Items from a point labeling set:
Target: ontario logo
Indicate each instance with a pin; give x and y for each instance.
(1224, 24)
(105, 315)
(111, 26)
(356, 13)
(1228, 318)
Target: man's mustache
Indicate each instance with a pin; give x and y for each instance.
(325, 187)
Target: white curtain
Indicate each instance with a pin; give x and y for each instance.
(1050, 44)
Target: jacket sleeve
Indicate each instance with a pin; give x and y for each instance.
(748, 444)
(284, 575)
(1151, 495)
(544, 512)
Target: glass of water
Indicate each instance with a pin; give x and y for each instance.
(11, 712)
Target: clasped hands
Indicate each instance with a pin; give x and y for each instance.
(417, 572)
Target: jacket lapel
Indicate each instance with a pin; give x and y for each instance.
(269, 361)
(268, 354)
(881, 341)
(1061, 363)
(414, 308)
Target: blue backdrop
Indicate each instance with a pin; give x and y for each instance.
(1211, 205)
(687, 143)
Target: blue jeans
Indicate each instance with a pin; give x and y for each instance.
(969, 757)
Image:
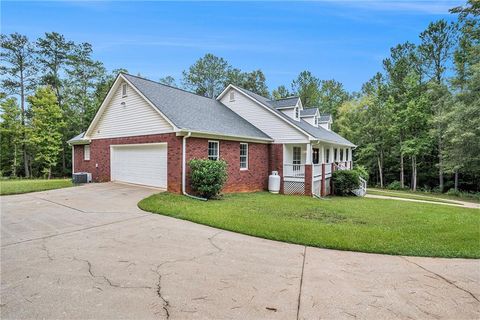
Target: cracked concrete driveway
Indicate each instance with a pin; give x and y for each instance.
(89, 253)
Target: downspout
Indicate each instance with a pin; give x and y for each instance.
(184, 169)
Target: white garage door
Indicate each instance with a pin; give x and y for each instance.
(141, 164)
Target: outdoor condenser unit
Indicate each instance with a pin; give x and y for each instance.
(82, 177)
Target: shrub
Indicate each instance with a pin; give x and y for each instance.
(345, 181)
(362, 172)
(395, 185)
(208, 176)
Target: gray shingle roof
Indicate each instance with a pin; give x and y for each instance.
(285, 103)
(189, 111)
(310, 112)
(317, 132)
(325, 117)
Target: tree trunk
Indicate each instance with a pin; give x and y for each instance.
(380, 170)
(414, 173)
(402, 174)
(456, 180)
(24, 146)
(440, 164)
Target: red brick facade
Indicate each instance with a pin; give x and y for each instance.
(253, 179)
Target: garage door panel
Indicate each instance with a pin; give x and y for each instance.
(140, 164)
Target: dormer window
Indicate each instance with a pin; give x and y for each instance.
(124, 90)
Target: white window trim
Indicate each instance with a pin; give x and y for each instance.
(124, 90)
(246, 156)
(86, 155)
(218, 149)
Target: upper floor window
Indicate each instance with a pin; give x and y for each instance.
(243, 156)
(213, 150)
(86, 152)
(124, 90)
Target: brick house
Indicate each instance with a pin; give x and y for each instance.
(146, 132)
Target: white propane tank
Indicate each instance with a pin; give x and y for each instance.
(274, 182)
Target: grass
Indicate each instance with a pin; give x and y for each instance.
(418, 195)
(26, 185)
(351, 223)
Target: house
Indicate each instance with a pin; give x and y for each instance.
(146, 132)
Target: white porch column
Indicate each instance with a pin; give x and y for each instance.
(308, 156)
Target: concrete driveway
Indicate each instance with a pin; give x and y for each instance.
(89, 253)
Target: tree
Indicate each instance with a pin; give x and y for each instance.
(53, 52)
(307, 87)
(169, 81)
(46, 126)
(19, 71)
(281, 92)
(11, 136)
(207, 75)
(435, 50)
(331, 96)
(402, 64)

#### [Your task]
Put every line of the items above into a Markdown table with the columns "Row" and "Line," numbering each row and skipping blank lines. Leave the pictures out of the table.

#### [Finished answer]
| Row | Line |
|---|---|
| 1 | Target: ontario logo |
| 2 | Indicate each instance with a pin; give x and y for each instance. |
| 3 | (1224, 24) |
| 4 | (105, 315) |
| 5 | (111, 26) |
| 6 | (356, 13) |
| 7 | (1228, 318) |
| 8 | Target: man's mustache |
| 9 | Indicate each instance with a pin; give x and y for each instance. |
| 10 | (325, 187) |
| 11 | Target: white curtain |
| 12 | Indicate each instance with a pin; give x and y for each instance. |
| 13 | (1050, 44) |
| 14 | Target: jacket sleeve |
| 15 | Indicate each instance with a pin; give x and y for each instance. |
| 16 | (748, 444) |
| 17 | (284, 575) |
| 18 | (1151, 495) |
| 19 | (544, 512) |
| 20 | Target: glass of water |
| 21 | Indicate each instance with a pin; give x and y for each instance. |
| 22 | (11, 712) |
| 23 | Target: clasped hands |
| 24 | Indicate each instance with a pin; give x and y for each instance. |
| 25 | (417, 572) |
| 26 | Target: jacket lapel |
| 27 | Indicate each instance with a pin; give x and y for each instance. |
| 28 | (269, 361) |
| 29 | (268, 354) |
| 30 | (881, 341) |
| 31 | (1061, 363) |
| 32 | (414, 308) |
| 33 | Target: blue backdrop |
| 34 | Indicate each instance with a pin; give x and y for each instance. |
| 35 | (1211, 205) |
| 36 | (687, 143) |
| 37 | Target: blue jeans |
| 38 | Indicate each instance with a pin; give x and y for each instance. |
| 39 | (969, 757) |
| 40 | Image: |
| 41 | Target: cracked concrete driveway |
| 42 | Indicate each instance with a pin; give x and y for each instance. |
| 43 | (89, 253) |
| 44 | Target: downspout |
| 45 | Indicate each instance with a pin; give x and y for each instance. |
| 46 | (184, 169) |
| 47 | Target: white garage door |
| 48 | Indicate each instance with a pin; give x and y for each instance. |
| 49 | (141, 164) |
| 50 | Target: outdoor condenser unit |
| 51 | Indicate each instance with a pin; give x and y for each instance. |
| 52 | (82, 177) |
| 53 | Target: shrub |
| 54 | Indicate each instance with a pin; give x and y for each instance. |
| 55 | (345, 181) |
| 56 | (362, 172) |
| 57 | (395, 185) |
| 58 | (208, 176) |
| 59 | Target: gray shingle roof |
| 60 | Indicate each instance with a pin; give x and y for each instance. |
| 61 | (285, 103) |
| 62 | (189, 111) |
| 63 | (310, 112) |
| 64 | (317, 132) |
| 65 | (325, 117) |
| 66 | Target: tree trunk |
| 67 | Indicate each instance with a pin; give x and y for each instance. |
| 68 | (380, 170) |
| 69 | (414, 173) |
| 70 | (402, 174) |
| 71 | (456, 180) |
| 72 | (24, 146) |
| 73 | (440, 164) |
| 74 | Target: red brick facade |
| 75 | Indicate each instance with a pin; give x and y for each instance. |
| 76 | (253, 179) |
| 77 | Target: garage door panel |
| 78 | Indicate each instance with a pin; give x and y for each instance. |
| 79 | (140, 164) |
| 80 | Target: dormer window |
| 81 | Indicate each instance with a pin; give x and y for each instance. |
| 82 | (124, 90) |
| 83 | Target: white window trim |
| 84 | Indicate each instance with a pin; give x and y for each instance. |
| 85 | (124, 90) |
| 86 | (246, 156) |
| 87 | (86, 155) |
| 88 | (218, 149) |
| 89 | Target: upper floor window |
| 90 | Indicate each instance with a pin; give x and y for each instance. |
| 91 | (243, 156) |
| 92 | (213, 150) |
| 93 | (86, 152) |
| 94 | (124, 90) |
| 95 | Target: brick house |
| 96 | Indicate each instance with a pin; give x and y for each instance. |
| 97 | (146, 132) |
| 98 | Target: white propane tank |
| 99 | Indicate each instance with a pin; give x and y for each instance. |
| 100 | (274, 182) |
| 101 | Target: grass |
| 102 | Indicate each instance with a pin; give x and y for each instance. |
| 103 | (418, 195) |
| 104 | (26, 185) |
| 105 | (351, 223) |
| 106 | Target: house |
| 107 | Indicate each instance with a pin; give x and y for each instance. |
| 108 | (146, 132) |
| 109 | Target: white porch column |
| 110 | Indicate each instance with a pin; give x and y for each instance. |
| 111 | (308, 156) |
| 112 | Target: concrete driveway |
| 113 | Indicate each instance with a pin; give x and y for each instance. |
| 114 | (89, 253) |
| 115 | Target: tree |
| 116 | Indicate each instance with a pin; give x and y for each instance. |
| 117 | (53, 52) |
| 118 | (307, 87) |
| 119 | (169, 81) |
| 120 | (46, 126) |
| 121 | (19, 71) |
| 122 | (281, 92) |
| 123 | (11, 136) |
| 124 | (207, 75) |
| 125 | (435, 50) |
| 126 | (331, 96) |
| 127 | (402, 64) |